***** PROVIDED RECORDS *****

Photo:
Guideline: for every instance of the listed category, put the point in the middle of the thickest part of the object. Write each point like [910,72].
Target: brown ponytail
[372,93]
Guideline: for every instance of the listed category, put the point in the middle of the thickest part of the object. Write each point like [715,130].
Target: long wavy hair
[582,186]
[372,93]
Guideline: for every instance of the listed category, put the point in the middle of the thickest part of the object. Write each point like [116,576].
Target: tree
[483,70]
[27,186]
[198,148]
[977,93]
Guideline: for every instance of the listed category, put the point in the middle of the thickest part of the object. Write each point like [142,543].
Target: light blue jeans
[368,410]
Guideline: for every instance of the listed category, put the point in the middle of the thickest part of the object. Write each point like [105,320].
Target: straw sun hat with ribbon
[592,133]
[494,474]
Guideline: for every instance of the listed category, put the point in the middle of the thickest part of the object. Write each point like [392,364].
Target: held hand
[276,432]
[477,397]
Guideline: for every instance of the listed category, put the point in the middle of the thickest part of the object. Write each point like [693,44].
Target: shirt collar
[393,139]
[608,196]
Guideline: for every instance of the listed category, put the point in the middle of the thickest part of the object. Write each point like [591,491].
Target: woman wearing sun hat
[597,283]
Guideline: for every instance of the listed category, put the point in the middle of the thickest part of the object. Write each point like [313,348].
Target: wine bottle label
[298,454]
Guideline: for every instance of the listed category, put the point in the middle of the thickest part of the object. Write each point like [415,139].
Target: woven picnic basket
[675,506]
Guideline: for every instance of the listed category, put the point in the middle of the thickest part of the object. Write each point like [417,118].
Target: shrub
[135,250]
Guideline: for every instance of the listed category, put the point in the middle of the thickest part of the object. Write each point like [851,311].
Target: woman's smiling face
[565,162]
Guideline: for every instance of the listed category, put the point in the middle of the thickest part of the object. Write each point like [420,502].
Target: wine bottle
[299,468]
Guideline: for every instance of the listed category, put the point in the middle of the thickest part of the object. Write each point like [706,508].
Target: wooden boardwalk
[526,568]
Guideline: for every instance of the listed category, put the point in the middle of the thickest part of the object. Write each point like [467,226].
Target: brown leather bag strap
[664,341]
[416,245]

*****

WHAT IS NEEDED
Retype every one of the entries above word for word, with no changes.

TASK ANSWER
Photo:
Guideline: for every instance of the listed category, put the point in the middle of the thickest part of the object. Write each point like [910,72].
Target: brown ponytail
[372,93]
Guideline: for every instance of the listed category, put the point in the middle of the thickest part of the object. Write each point like [715,130].
Target: long wavy hair
[582,186]
[372,93]
Guideline: for every instance of the listed category, put the point in the middle of the thickest part of the object. Write each point like [116,576].
Target: tree
[483,70]
[27,186]
[198,148]
[977,93]
Guideline: for every instance of the listed category, put the point in the middle of the thickest part of the object. Write each point like [142,543].
Target: light blue jeans
[368,410]
Guideline: for every instance of the listed category, put the point in the middle of the thickest part of the object. Write each point like [105,320].
Target: straw sun hat with ribbon
[592,133]
[494,474]
Guideline: for every instance of the listed category, put the point in the middle of the thickest part of the object. Write each point like [392,364].
Target: held hand
[276,432]
[477,397]
Guideline: for every instance of the listed category, put the point in the middle of the thickest part of the object. Write each point like [693,44].
Target: shirt collar
[393,139]
[608,196]
Guideline: for every instance of the listed category, put the point in the middle of the thickest part of the object. Write each point like [591,491].
Target: woman wearing sun hat
[597,283]
Guideline: for every instance of the listed category, put the point in the middle of the thickest part of the object. Write each point like [313,348].
Target: wine bottle label
[298,454]
Guideline: for every instance of the listed category, put the point in the middle of the thickest part of the object. Write each point like [415,139].
Target: woven picnic basket
[675,506]
Guideline: for every instance of the listed category, put the point in the middle of the thickest part of the object. Write each point like [417,118].
Target: shrub
[135,250]
Guideline: for every instance of the listed category, put the point in the middle of the thickest part of the object. Write each point like [851,311].
Target: woman's smiling face
[565,162]
Guideline: for every instance of the listed category, put the point in the middle of the thickest part of the object. Write each point like [420,502].
Target: wine bottle
[299,468]
Guideline: for every instance of the listed category, put the point in the middle of the thickest part of the object. Write each point like [706,508].
Target: wooden boardwalk
[526,568]
Guideline: for every instance of the listed category, put the point in the middle of the thickest part of the object. Write each point like [467,226].
Target: brown leather bag strap
[664,341]
[416,245]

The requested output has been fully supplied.